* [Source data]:
--
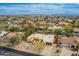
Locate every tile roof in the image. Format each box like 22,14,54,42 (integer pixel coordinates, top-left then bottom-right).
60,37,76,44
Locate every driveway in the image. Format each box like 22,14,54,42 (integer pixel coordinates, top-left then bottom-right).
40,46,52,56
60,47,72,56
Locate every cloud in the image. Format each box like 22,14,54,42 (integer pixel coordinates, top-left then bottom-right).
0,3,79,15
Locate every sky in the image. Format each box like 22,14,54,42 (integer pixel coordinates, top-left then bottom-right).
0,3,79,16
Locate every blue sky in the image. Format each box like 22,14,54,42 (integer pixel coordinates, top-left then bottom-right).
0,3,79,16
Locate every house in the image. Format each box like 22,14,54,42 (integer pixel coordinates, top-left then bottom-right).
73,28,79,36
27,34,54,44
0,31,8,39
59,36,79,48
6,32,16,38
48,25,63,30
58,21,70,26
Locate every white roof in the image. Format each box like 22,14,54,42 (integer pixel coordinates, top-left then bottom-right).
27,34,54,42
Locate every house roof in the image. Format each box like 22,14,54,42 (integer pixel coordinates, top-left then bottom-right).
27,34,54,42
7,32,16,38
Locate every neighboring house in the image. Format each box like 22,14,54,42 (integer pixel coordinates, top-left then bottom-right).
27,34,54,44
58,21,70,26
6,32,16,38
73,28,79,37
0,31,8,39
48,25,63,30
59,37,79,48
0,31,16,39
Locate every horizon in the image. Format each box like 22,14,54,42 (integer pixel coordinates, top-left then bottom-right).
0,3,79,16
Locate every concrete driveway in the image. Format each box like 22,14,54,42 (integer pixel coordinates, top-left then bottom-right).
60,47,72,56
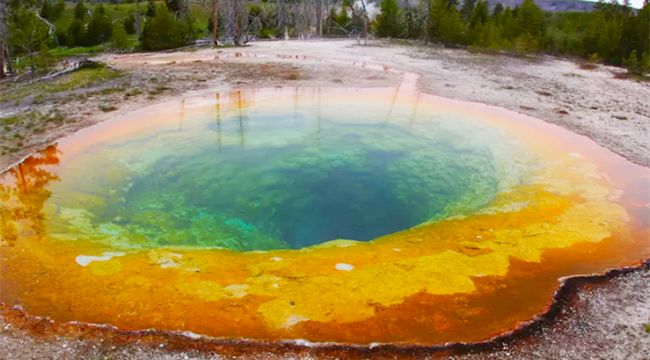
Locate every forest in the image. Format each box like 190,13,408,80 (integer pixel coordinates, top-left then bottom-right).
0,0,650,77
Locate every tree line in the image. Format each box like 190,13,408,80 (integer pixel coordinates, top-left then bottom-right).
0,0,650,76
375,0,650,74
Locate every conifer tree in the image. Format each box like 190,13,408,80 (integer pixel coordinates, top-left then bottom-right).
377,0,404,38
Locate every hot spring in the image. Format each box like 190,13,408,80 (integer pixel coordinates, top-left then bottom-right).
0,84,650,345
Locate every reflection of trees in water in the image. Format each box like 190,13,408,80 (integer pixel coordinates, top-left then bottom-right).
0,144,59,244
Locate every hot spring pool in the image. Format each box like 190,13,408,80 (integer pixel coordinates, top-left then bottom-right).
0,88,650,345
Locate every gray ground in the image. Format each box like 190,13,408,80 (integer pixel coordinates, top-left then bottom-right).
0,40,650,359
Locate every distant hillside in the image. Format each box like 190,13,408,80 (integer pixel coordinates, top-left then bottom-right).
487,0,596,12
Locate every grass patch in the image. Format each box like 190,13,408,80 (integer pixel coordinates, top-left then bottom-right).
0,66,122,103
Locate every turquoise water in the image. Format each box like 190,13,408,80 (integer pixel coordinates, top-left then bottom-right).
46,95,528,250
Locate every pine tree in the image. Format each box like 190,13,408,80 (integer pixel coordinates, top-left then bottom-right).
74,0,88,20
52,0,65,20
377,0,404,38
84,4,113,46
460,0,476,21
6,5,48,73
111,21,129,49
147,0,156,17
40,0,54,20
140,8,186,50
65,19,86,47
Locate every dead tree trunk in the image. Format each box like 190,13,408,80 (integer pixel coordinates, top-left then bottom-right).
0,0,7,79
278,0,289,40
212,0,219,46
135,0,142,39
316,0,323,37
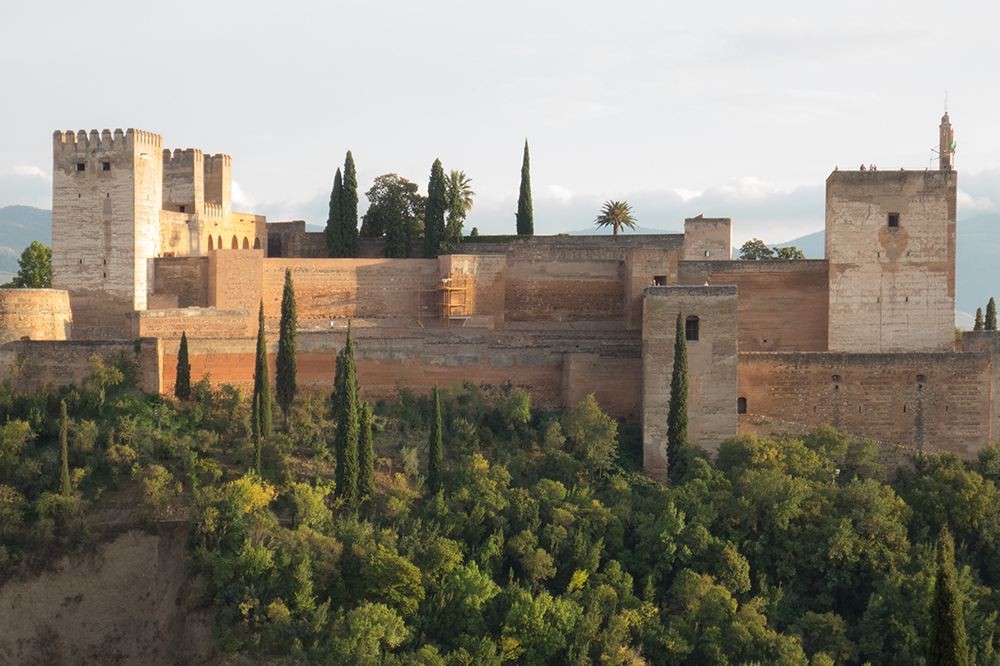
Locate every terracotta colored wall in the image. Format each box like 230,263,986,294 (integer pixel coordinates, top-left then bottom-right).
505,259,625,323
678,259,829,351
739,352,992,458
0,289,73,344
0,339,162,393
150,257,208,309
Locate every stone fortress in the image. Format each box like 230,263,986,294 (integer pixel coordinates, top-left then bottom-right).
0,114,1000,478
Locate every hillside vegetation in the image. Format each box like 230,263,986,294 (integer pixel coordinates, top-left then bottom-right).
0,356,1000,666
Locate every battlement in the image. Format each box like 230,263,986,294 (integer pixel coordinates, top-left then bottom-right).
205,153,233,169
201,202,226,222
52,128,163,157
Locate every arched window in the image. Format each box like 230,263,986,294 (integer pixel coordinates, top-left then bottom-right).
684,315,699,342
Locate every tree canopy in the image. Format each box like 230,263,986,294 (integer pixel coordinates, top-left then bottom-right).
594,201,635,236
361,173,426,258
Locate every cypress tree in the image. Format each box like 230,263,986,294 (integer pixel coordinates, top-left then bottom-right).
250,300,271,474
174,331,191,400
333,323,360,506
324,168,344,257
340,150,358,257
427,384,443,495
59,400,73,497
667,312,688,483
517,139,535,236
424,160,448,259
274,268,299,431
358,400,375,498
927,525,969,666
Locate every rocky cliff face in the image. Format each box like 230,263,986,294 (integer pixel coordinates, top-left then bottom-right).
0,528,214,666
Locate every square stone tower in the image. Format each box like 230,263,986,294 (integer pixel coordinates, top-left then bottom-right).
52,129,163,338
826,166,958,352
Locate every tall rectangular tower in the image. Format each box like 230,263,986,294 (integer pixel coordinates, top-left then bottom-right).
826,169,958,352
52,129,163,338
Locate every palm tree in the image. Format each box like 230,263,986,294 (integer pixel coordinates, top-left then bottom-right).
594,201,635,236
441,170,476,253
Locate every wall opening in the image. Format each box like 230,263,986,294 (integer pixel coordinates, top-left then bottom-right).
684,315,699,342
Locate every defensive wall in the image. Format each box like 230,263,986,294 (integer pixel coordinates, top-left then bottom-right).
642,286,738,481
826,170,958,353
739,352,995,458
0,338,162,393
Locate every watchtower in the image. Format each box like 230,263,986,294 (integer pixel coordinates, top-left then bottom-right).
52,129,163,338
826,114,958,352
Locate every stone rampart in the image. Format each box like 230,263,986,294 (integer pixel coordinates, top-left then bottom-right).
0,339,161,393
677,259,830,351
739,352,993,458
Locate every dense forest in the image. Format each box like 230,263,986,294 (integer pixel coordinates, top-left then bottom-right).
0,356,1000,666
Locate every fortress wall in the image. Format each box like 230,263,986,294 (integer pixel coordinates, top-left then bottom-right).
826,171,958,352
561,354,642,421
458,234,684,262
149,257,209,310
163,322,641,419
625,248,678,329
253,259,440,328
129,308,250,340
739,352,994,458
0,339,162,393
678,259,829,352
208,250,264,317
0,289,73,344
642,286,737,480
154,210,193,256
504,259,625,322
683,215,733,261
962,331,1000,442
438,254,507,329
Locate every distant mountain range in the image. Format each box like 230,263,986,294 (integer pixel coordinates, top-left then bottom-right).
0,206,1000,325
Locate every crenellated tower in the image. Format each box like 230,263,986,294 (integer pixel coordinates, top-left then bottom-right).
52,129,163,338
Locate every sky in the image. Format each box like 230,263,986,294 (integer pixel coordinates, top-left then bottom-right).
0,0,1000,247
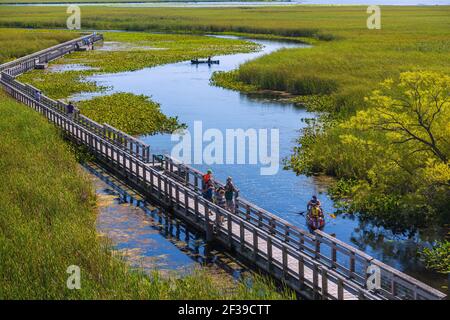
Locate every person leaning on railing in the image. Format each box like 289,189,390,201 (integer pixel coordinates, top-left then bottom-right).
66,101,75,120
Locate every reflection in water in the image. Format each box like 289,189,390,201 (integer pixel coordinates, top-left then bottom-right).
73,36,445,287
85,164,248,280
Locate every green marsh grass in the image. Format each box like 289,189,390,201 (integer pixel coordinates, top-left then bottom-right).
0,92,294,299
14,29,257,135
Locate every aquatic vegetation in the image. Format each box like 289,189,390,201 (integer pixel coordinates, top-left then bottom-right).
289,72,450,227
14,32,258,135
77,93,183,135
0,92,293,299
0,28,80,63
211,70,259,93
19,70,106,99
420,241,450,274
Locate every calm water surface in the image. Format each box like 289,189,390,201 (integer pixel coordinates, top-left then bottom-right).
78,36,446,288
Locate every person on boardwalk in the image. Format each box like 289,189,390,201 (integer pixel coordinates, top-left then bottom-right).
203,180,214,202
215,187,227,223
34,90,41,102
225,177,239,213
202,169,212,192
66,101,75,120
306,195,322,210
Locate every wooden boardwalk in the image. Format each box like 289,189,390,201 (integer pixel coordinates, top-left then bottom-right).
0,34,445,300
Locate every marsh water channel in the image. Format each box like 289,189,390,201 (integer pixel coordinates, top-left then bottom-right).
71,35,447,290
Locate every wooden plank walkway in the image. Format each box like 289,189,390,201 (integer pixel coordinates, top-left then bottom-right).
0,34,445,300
--
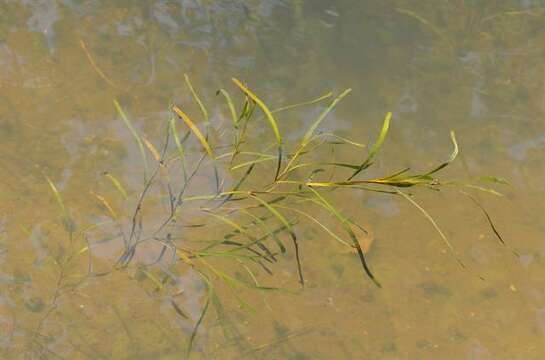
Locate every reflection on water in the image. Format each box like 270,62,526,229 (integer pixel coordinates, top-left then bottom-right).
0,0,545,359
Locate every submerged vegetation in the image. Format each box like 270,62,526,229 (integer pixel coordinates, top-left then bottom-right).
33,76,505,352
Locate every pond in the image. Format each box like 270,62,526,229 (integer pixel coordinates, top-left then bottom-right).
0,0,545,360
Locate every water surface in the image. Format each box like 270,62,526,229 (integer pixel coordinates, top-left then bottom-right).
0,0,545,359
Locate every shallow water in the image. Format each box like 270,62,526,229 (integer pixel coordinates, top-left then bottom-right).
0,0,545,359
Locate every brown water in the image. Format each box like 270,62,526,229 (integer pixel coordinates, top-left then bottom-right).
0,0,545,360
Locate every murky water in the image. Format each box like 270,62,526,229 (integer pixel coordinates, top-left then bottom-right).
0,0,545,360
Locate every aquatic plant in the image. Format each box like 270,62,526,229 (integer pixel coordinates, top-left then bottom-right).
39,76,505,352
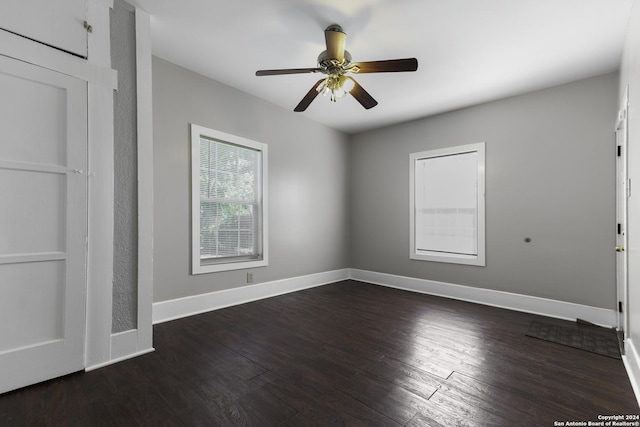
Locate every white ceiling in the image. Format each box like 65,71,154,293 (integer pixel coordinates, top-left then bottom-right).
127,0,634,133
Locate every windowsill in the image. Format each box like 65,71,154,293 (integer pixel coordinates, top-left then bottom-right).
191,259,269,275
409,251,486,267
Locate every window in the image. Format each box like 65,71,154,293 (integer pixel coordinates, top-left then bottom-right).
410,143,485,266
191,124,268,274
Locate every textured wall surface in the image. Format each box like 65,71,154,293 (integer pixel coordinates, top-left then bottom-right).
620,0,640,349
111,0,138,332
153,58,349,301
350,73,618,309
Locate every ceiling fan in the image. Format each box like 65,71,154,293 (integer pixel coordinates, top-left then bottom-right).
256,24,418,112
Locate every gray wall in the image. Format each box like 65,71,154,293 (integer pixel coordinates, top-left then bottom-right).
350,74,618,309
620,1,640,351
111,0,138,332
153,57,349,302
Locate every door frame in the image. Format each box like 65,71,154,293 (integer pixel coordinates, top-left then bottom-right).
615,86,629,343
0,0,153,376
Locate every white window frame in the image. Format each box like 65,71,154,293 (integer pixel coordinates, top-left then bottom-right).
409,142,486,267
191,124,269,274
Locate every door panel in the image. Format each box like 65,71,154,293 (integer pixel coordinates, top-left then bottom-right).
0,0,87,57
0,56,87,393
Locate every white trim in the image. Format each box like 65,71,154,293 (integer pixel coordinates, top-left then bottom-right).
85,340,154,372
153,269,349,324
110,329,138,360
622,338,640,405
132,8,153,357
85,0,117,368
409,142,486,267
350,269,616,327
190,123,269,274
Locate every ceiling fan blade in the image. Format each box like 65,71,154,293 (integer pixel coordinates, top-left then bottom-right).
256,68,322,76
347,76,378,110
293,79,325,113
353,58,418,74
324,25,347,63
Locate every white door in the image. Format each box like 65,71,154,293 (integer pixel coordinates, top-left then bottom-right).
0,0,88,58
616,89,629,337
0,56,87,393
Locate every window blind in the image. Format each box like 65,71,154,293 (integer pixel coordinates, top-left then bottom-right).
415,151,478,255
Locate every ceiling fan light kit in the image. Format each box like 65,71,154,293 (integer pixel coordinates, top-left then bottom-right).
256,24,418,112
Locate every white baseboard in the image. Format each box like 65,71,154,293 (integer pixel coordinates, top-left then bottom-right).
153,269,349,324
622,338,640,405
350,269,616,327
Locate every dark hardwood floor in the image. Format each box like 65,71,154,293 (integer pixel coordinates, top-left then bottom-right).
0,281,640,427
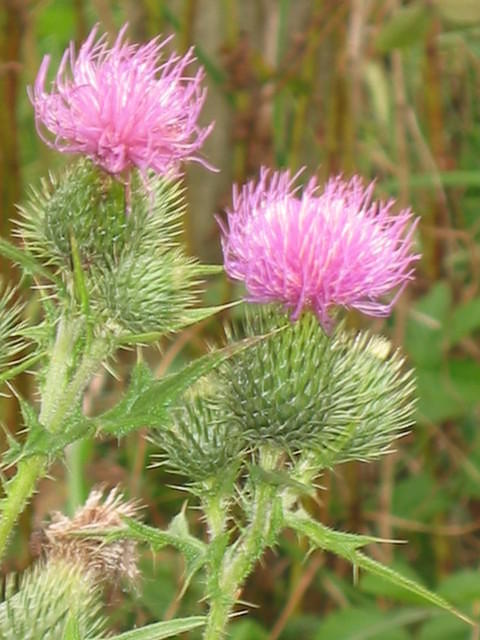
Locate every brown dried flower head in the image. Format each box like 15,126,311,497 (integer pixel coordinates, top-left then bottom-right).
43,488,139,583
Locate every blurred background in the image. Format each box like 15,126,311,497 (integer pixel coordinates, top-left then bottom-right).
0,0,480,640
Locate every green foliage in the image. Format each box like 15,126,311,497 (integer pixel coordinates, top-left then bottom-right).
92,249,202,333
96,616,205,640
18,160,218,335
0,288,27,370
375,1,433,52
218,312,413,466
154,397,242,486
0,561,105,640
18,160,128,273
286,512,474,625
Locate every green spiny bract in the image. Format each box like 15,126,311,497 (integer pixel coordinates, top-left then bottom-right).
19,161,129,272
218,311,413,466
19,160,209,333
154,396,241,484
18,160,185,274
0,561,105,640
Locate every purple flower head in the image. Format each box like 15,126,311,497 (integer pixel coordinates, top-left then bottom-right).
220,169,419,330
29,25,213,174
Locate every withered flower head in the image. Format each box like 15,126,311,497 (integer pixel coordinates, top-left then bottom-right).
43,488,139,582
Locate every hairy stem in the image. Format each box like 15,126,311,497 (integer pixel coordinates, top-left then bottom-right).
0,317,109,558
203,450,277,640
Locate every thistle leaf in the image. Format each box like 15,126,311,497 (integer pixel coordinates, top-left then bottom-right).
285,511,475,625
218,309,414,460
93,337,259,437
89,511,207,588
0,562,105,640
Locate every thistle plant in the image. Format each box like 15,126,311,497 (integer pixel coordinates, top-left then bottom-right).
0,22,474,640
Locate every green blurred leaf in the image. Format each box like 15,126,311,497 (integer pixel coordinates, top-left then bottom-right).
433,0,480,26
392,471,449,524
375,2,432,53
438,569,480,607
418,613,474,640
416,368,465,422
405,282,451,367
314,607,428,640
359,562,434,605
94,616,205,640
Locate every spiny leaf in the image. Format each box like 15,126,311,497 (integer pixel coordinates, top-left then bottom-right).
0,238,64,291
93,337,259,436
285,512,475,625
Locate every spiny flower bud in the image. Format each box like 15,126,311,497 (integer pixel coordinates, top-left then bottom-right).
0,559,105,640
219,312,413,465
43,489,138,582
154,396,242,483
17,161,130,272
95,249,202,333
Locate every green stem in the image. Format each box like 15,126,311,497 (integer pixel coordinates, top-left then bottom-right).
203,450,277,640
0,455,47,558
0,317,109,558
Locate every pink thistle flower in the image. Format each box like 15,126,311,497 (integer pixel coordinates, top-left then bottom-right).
--
* [What is required]: Starting at the line that has "Locate every blurred" and ending with the line that has "0,22,474,640", reproduce the records with "flower head" renamed to "bloom" and everything else left unchanged.

* [Answer to this problem]:
Locate every blurred background in the image. Format each box like 15,126,311,497 (integer pixel coordinates, top-left then bottom-right).
0,0,480,640
Locate every green foliage in the image. Format each box like 15,126,311,497 (integer pixel coordinates, top-left then bottom-right).
92,249,202,333
96,616,205,640
18,160,218,335
0,288,27,370
375,1,433,52
218,312,413,466
154,397,242,486
0,561,105,640
18,160,128,273
286,512,474,625
Locate every green spiny bract in the image. Format each box like 15,126,311,497 (integer pixel coordinates, top-left then bottom-right).
19,161,129,272
218,311,413,466
19,160,209,333
154,396,241,484
18,160,185,274
0,561,105,640
Locate every purple bloom in the image. Format each box like 15,126,311,497 (integer pixel coordinates, top-left then bottom-right).
220,169,419,330
29,25,213,174
Locate every withered bloom in the image. Format each box like 15,126,311,497 (integer pixel coordinates, top-left then bottom-right).
43,488,139,582
Locate every hairy stem in the image. Format each box like 15,126,311,497 (integer pixel coordinates, top-left then bottom-right).
0,317,109,558
203,450,277,640
Locate every thistle leaf in the image. Format each box like 15,126,311,497 (integer pixel coordinates, top-left then bottom-right).
285,511,475,625
218,309,414,460
93,337,259,437
89,511,207,588
0,562,105,640
Locate every thistle plant in the image. Format each box like 15,126,311,497 (integer pixel coordinates, top-left then bottom-right).
0,22,474,640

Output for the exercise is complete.